VORGEGEBENER TEXT.
Obama plädiert für einen schnellen Übergang

US-Präsident Barack Obama drängte Mubarak in einem persönlichen Gespräch, sofort den Weg zur Demokratie freizumachen. "Ein geordneter Übergang muss bedeutungsvoll sein, muss friedlich sein und muss jetzt beginnen", sagte Obama am Dienstag in Washington. Er habe dies in einem Telefonat mit Mubarak nach dessen Rede verdeutlicht. "Er erkannte an, dass der gegenwärtige Zustand nicht aufrechterhalten werden kann."

Der US-Präsident sagte nicht direkt, ob Mubarak sich sofort zurückziehen müsse, aber laut einem Bericht der "Washington Post" würde es die amerikanischen Regierung vorziehen, wenn der Ägypter die Macht schon vor den angekündigten Wahlen an eine Interimsregierung abgeben würde. Obama lobte das ägyptische Militär ausdrücklich dafür, sich während der Massenproteste professionell und patriotisch verhalten zu haben. Er forderte es nachdrücklich auf, sich auch weiterhin für einen friedlichen Verlauf der Demonstrationen einzusetzen. Bei der Vorbereitung freier und fairer Wahlen müsse gewährleistet sein, dass verschiedene Stimmen und Oppositionsgruppen zu Wort kämen, sagte Obama weiter.

MATERIAL.
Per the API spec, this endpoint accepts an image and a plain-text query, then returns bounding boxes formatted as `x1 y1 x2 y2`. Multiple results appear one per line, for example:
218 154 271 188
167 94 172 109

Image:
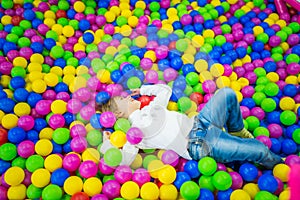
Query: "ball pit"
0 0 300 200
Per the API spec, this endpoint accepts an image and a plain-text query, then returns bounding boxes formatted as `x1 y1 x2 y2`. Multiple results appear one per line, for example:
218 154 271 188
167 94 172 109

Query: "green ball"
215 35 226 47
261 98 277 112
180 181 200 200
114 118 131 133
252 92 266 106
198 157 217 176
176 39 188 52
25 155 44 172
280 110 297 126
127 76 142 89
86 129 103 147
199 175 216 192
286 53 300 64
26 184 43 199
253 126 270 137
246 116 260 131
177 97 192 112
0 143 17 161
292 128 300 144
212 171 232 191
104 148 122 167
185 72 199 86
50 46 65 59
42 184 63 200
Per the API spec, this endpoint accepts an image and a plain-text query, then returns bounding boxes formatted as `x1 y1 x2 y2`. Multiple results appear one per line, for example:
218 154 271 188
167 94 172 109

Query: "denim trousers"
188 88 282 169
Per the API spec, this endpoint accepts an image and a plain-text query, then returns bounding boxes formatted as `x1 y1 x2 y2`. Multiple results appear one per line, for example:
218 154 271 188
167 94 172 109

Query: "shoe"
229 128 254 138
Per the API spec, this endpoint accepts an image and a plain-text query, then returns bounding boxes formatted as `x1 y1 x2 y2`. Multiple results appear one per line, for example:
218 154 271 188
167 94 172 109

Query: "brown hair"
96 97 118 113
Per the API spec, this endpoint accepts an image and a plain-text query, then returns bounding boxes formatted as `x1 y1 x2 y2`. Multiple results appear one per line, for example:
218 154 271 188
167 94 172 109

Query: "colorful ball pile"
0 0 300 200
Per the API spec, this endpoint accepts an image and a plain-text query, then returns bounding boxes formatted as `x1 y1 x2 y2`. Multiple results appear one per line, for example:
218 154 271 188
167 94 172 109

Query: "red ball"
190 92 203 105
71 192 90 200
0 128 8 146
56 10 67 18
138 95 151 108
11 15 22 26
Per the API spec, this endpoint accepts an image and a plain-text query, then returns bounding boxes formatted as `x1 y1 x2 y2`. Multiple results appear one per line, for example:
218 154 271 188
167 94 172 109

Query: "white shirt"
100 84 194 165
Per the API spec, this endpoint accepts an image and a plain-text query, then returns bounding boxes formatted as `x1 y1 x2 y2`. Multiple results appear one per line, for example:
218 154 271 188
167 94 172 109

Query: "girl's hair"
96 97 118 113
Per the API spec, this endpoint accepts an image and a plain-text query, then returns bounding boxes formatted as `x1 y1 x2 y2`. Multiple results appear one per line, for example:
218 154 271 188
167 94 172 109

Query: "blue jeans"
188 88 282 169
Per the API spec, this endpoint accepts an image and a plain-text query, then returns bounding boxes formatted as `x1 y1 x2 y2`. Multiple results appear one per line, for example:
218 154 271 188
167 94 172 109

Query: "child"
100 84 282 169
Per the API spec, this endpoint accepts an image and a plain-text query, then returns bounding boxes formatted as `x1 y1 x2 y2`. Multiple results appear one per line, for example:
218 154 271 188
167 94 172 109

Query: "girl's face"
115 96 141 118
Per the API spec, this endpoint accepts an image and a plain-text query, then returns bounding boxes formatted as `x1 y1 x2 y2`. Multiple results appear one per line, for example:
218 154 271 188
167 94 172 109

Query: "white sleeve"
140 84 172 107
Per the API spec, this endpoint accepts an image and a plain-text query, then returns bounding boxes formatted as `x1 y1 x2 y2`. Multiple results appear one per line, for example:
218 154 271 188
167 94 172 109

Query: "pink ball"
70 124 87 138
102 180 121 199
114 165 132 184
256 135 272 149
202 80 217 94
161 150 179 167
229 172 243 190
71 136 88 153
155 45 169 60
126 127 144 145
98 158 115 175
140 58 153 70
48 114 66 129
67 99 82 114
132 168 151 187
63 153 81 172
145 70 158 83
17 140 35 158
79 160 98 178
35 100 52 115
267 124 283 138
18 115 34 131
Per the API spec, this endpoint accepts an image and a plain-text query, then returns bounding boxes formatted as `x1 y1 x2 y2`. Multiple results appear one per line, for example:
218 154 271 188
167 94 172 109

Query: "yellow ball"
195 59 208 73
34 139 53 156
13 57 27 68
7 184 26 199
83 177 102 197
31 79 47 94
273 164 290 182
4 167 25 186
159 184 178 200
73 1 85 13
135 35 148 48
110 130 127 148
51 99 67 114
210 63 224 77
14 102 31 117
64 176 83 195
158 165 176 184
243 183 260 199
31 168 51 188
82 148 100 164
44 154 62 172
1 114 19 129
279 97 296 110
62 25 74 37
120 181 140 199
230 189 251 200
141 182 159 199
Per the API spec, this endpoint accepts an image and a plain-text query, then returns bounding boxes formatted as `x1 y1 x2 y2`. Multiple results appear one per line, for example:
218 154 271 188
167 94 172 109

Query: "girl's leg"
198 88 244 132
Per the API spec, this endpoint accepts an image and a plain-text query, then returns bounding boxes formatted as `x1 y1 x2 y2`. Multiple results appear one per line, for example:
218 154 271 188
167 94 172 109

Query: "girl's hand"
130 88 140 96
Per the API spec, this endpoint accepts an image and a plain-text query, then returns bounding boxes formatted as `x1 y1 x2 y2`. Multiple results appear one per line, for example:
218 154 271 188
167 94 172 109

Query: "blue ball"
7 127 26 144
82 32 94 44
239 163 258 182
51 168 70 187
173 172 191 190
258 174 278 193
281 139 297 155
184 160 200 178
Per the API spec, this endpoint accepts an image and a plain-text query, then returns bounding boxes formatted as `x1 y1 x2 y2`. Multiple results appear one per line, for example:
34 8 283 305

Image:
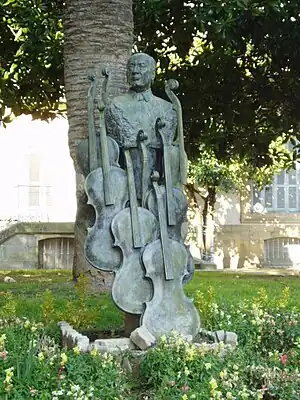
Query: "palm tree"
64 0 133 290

AUFGABE. Schreibe aus dem Text über Obama und Mubarak die Stelle von „Der US-Präsident sagte“ bis einschließlich „sagte Obama weiter.“ wortgetreu ab. Die Einträge stammen aus einer anderen Quelle.

LÖSUNG.
Der US-Präsident sagte nicht direkt, ob Mubarak sich sofort zurückziehen müsse, aber laut einem Bericht der "Washington Post" würde es die amerikanischen Regierung vorziehen, wenn der Ägypter die Macht schon vor den angekündigten Wahlen an eine Interimsregierung abgeben würde. Obama lobte das ägyptische Militär ausdrücklich dafür, sich während der Massenproteste professionell und patriotisch verhalten zu haben. Er forderte es nachdrücklich auf, sich auch weiterhin für einen friedlichen Verlauf der Demonstrationen einzusetzen. Bei der Vorbereitung freier und fairer Wahlen müsse gewährleistet sein, dass verschiedene Stimmen und Oppositionsgruppen zu Wort kämen, sagte Obama weiter.